**EXERCISE DESCRIPTION**
Pull out each line of the data below that includes the string "front", and copy those lines.
+++ LISTED RECORDS
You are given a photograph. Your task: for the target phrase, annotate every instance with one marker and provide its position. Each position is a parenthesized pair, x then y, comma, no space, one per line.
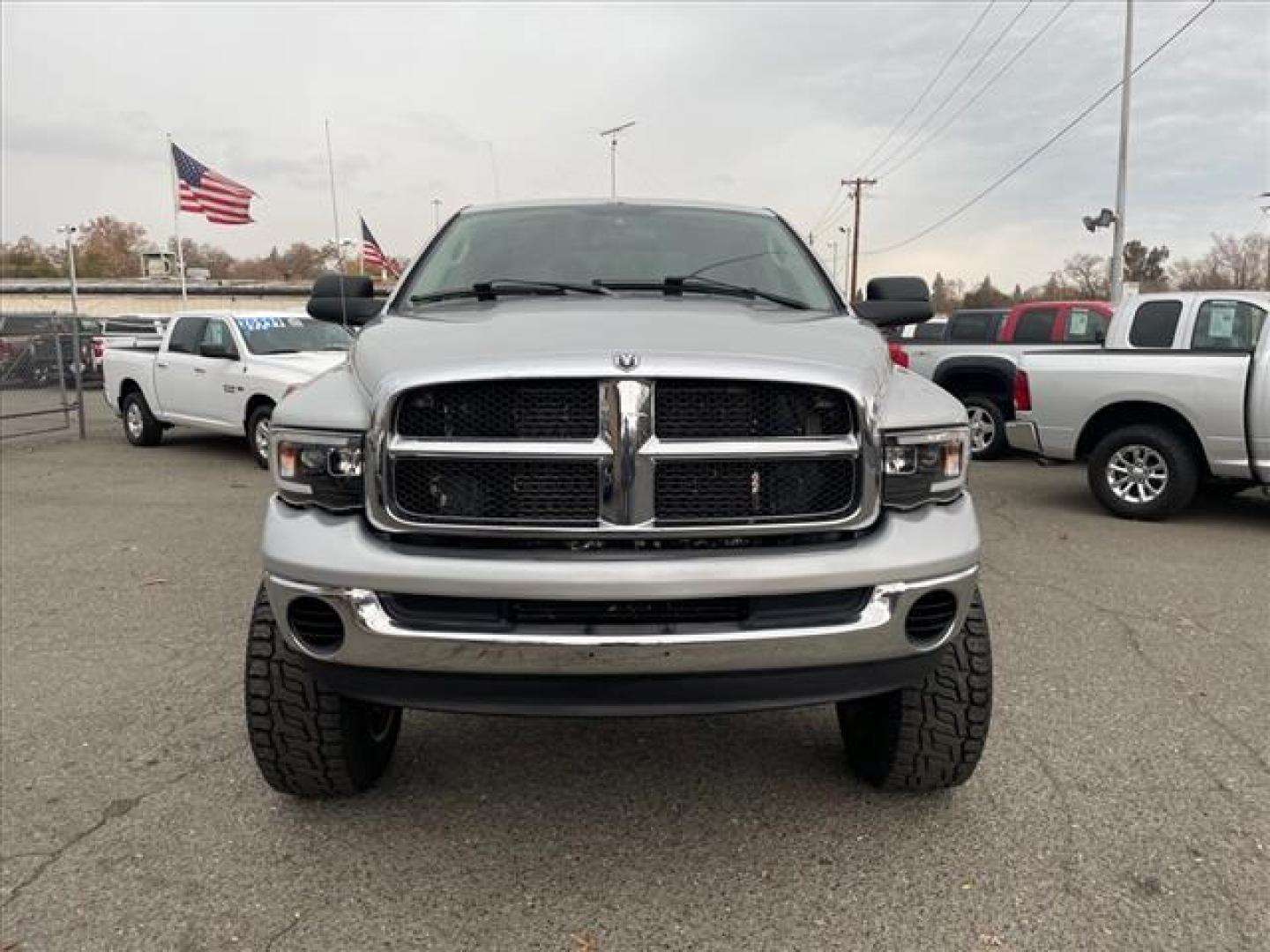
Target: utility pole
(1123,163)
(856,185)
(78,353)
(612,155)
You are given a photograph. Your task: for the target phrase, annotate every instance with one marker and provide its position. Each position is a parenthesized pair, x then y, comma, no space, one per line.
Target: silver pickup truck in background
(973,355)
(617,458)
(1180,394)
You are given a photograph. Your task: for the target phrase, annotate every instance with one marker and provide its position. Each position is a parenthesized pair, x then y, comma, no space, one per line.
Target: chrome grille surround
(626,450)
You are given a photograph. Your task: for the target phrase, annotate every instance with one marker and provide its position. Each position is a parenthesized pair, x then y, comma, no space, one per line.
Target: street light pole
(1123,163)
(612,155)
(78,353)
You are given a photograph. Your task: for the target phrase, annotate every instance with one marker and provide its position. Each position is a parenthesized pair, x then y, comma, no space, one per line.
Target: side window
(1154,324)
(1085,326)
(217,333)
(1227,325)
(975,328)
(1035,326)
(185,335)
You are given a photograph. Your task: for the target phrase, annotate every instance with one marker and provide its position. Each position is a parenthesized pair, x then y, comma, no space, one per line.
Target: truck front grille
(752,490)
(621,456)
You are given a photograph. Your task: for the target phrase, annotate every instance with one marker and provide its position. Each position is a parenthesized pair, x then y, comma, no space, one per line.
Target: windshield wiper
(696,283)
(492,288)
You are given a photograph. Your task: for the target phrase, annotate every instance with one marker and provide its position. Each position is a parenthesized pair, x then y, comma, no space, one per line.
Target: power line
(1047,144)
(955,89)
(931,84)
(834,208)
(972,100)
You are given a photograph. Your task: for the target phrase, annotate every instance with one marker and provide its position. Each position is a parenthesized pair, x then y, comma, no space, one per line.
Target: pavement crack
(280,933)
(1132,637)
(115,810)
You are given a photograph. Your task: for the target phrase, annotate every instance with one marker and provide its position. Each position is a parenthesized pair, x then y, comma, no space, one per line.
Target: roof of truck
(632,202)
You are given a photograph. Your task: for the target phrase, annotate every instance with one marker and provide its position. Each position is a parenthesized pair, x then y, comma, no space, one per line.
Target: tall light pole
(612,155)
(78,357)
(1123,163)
++++++
+++ LISTED RECORDS
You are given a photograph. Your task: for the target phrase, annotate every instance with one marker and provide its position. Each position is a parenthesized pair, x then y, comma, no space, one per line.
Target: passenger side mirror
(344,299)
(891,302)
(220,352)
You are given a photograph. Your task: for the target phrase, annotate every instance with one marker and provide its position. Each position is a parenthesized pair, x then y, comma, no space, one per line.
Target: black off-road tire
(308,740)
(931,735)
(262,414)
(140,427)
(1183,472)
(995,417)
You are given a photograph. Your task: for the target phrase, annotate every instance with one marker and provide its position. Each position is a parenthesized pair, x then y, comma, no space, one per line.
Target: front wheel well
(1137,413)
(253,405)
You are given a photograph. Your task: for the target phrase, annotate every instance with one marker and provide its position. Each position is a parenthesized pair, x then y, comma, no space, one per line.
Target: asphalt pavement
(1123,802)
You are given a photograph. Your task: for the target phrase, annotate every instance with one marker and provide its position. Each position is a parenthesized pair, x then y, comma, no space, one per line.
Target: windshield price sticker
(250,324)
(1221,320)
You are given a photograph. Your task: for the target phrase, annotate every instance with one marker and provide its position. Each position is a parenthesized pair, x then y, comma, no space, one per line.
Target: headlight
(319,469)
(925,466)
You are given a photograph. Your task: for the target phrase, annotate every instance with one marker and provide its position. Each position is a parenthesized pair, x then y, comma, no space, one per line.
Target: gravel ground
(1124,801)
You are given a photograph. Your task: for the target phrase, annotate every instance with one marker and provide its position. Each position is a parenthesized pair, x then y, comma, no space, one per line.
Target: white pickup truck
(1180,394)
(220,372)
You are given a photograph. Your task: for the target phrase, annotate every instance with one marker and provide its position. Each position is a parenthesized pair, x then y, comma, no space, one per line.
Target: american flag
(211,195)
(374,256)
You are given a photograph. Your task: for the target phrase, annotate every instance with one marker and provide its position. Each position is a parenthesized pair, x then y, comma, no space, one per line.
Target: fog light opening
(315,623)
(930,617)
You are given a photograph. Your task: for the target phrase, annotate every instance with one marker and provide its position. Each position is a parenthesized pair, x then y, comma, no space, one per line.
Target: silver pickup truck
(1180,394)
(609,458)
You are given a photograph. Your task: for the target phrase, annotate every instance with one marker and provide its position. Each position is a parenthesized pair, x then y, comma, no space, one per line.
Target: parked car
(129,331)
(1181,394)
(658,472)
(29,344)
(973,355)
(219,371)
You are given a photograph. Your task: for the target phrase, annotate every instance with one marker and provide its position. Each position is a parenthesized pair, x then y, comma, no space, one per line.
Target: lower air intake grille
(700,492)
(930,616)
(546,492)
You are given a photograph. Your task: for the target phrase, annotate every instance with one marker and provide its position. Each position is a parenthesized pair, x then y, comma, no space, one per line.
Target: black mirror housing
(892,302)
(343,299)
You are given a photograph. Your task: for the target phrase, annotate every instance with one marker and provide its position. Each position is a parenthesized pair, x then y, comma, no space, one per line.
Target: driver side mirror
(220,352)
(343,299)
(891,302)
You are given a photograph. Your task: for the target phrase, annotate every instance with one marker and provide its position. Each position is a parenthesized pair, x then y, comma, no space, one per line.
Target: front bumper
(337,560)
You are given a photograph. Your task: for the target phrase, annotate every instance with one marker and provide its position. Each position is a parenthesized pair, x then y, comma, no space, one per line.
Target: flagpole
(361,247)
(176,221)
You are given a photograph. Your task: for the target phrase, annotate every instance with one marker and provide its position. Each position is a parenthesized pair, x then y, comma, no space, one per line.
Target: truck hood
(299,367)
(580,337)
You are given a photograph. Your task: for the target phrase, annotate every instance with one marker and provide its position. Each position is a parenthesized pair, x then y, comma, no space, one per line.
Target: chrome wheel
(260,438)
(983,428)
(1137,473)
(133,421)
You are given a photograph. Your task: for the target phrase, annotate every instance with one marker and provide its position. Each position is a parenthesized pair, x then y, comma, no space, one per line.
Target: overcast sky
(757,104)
++++++
**CORRECT RESULT**
Target: truck front grille
Target: front wheel well
Target: front bumper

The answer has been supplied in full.